### [Stated task 1]
Duplicate the passage of the ONA survey guide below between "When to use: Ask" and "a bottleneck signal.", inclusive.
### [Stated task 2]
According to the ONA survey guide below, how long after a reorg or merger should a full ONA be run by default?
### [Stated task 3]
Continue the ONA survey guide below from its last sentence.

### [Selection]
begin

After a reorg or merger

Outcome: You will see whether the new structure is actually creating the cross-team ties you expected (or accidentally cutting them). Default (safe): Run a full ONA 6-10 weeks after the change, once the dust settles. Customize if: If teams are still moving daily, run a smaller, program-bounded map first and expand later.

Decisions it unlocks: Where to add explicit handoffs, shared forums, onboarding buddies, and backup owners for critical work.

When delivery is stalling across functions

Outcome: You will spot where work is getting stuck (approvals, dependency handoffs, overloaded go-to people). Default (safe): Include an approvals/decisions module plus tie-strength (frequency + criticality). Customize if: If the problem is confined to one value stream, scope the boundary to that stream and its upstream/downstream partners.

Decisions it unlocks: Which approval steps to remove, who needs delegated authority, and where to rebalance load or add backups.

When remote/hybrid work is creating invisible silos

Outcome: You will find who is out of the loop and which groups are not getting timely access to information and decision-makers. Default (safe): Add one inclusion/access prompt (missed loops) and segment results by location/time zone/role type. Customize if: If psychological safety is fragile, avoid sharing any identifiable maps and report only at higher-level aggregates.

Decisions it unlocks: Where to fix comms cadence, meeting invites, community channels, and cross-site pairing to improve access and belonging (common use cases summarized in Frontiers in Psychology review of ONA and inclusion/belonging).

ONA Survey Questions to Include (with safe defaults)

"List up to 8 people you go to for advice or problem-solving when you are stuck."

Why it matters: Outcome: You will map the real problem-solving network (who helps unblock work). Default (safe): Roster-based picker + cap at 8 to keep effort reasonable and stop "everyone" lists (a common design choice in survey-based network collection; see Collecting survey-based social network information in work organizations). Customize if: If you are mapping across partners/vendors, allow a limited "type a name" option for external contacts.

When to use: Include in every full ONA run. Trend this over time to see if interventions spread expertise and reduce single points of failure.

Roster name-generator Segment by: function, team, role type (IC/manager)

"For each person you listed for advice/problem-solving, how often do you rely on them?"

Why it matters: Frequency separates one-off help from repeated dependency. Use this to spot overload risk and to prioritize fixes.

When to use: Ask as a follow-up grid after each tie list. Default (safe) scale: "0 times in the last 2 weeks / 1-2 / 3-5 / 6+" (or "Monthly / Weekly / Several times per week / Daily" if you run monthly).

Tie strength Segment by: team, tenure, location/time zone

"When you need a decision or approval to move work forward, who do you typically go to? (Select up to 5.)"

Why it matters: This identifies the decision-rights path people actually follow, not the org chart. A tight cluster around one or two names is a bottleneck signal.

When to use: Use when cycle time is slow, quality gates are unclear, or rework is high. Default (safe): Cap at 5 (approvals networks should be smaller than advice networks).

Roster name-generator Segment by: function, level, role type

"For each person you listed for approvals/decisions, how often does work wait on their input?"

Why it matters: Waiting time is the operational signal. Pair this with frequency to find where delegation, clearer decision rights, or queue management will pay off.

end

### [Dataset section]
begin

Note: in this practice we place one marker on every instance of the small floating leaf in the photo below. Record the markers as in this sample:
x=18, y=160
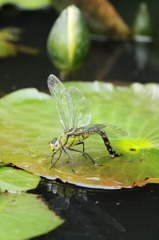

end

### [Exercise output 1]
When to use: Ask as a follow-up grid after each tie list. Default (safe) scale: "0 times in the last 2 weeks / 1-2 / 3-5 / 6+" (or "Monthly / Weekly / Several times per week / Daily" if you run monthly).

Tie strength Segment by: team, tenure, location/time zone

"When you need a decision or approval to move work forward, who do you typically go to? (Select up to 5.)"

Why it matters: This identifies the decision-rights path people actually follow, not the org chart. A tight cluster around one or two names is a bottleneck signal.

### [Exercise output 2]
Six to ten weeks after the change, once the dust settles.

### [Exercise output 3]
When to use: Use as a follow-up to the approvals list. Default (safe) scale: "Never / Sometimes / Often / Almost always" (keep it short so people answer).

Bottleneck probe Segment by: workflow/value stream, team

"Who keeps you informed about changes that affect your work (priorities, decisions, process updates)? (Select up to 8.)"

Why it matters: Information flow is where hybrid and matrixed orgs break quietly. This shows who acts as a hub and which groups are not connected to timely updates.

When to use: Include in org-wide ONA or any transformation program with heavy change communications. Default (safe): Cap at 8 and segment by location/time zone.

Roster name-generator Segment by: location, time zone, function

"How responsive is each person you listed when you reach out?"

Why it matters: Responsiveness helps you distinguish "popular but overloaded" from "popular and effective." It also flags where process fixes (intake, office hours, documentation) could reduce pings.

When to use: Use as a follow-up tie-strength item across modules. Default (safe) scale: "Very unresponsive / Unresponsive / Neutral / Responsive / Very responsive."

Tie quality Segment by: team, role type

"Who do you consider a go-to subject matter expert (SME) for [topic/program]? (Select up to 5.)"

Why it matters: This builds an expertise directory based on real behavior, not self-report. It also spots fragile areas where critical knowledge sits with one person.

When to use: Use for bounded topics (security, pricing, data, product domain). Default (safe): Ask per topic and keep the cap at 5; rotate topics across quarters instead of asking all at once.

Expertise discovery Segment by: program membership (optional), function

"In the last 4 weeks, were there times you were left out of a conversation or decision that affected your work?"

Why it matters: This is your inclusion/access tripwire. It surfaces where loops are closing without the right stakeholders, even if the network map looks dense.

When to use: Add when you are explicitly studying belonging, remote/hybrid inequities, or cross-site access. Default (safe): "Yes/No" + optional comment (do not require names).

Inclusion/access Segment by: location, role level, tenure

"(Optional pulse add-on) I know who to go to when I need help to move my work forward."

Why it matters: This gives you a quick outcome read without changing the network questions. Keep it clearly labeled as an add-on so your ONA results stay comparable run-to-run.

When to use: Use in a short follow-up pulse after you change decision rights, improve onboarding, or stand up SME office hours. Default (safe): 5-point agreement scale + one open comment.

Pulse add-on Segment by: team, tenure
  • Context fields (keep short): team/function, role type (IC/manager), location/time zone, tenure band, optional program membership.
  • Watch out: Do not add 20+ engagement items to a network run. If you want attitudes, run a separate survey or keep the pulse add-on to 2-4 items max.

How to Scope and Deploy an ONA Survey in 7 Steps (plus customization and comms copy)

  1. Step 1: Define the network boundary (who is in/out)

    Outcome: Your roster and reporting cuts match the real work system. Default (safe): Include everyone who is required for the workflow (employees + long-term contractors) and exclude short-term/occasional contributors. Customize if: If work crosses business units, include the top 1-2 adjacent groups that most often show up in nominations.

    • Do: Write a one-paragraph scope note and share it with sponsors before launch.
    • Do: Document edge cases (contractors, interns, shared services, multi-team staff) using sampling and defining your in-scope network boundary.
    • Watch out: If you exclude a key group, your map will over-credit the remaining connectors because missing ties get forced through whoever is left.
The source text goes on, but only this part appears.